= DATA RECORDS =
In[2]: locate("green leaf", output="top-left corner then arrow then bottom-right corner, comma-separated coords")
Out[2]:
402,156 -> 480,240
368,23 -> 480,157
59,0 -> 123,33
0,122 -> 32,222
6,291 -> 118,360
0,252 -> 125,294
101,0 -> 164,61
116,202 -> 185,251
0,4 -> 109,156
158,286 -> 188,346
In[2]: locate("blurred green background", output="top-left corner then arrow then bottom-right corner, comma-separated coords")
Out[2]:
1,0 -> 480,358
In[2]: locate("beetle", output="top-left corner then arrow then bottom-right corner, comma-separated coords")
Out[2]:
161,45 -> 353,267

= WHAT THE TASK ASKS =
Without omitting any record, transcribe the data exactly.

= TASK OUTPUT =
In[2]: locate("green leaf", output="top-left corner then arrow then bottom-right corner, comma-separated coords")
Out[2]:
402,156 -> 480,240
368,23 -> 480,157
59,0 -> 123,33
0,122 -> 32,222
6,291 -> 118,360
0,252 -> 125,294
101,0 -> 164,61
116,202 -> 185,251
0,4 -> 109,156
158,286 -> 188,346
In[2]: locate("blurred green background", output="top-left corner then arrow then bottom-right corner, comma-separated coords")
Out[2]:
1,0 -> 480,358
In[2]: locate("beetle", output="top-left corner then arrow then bottom-right corner, comma-separated coords")
Out[2]:
161,45 -> 353,267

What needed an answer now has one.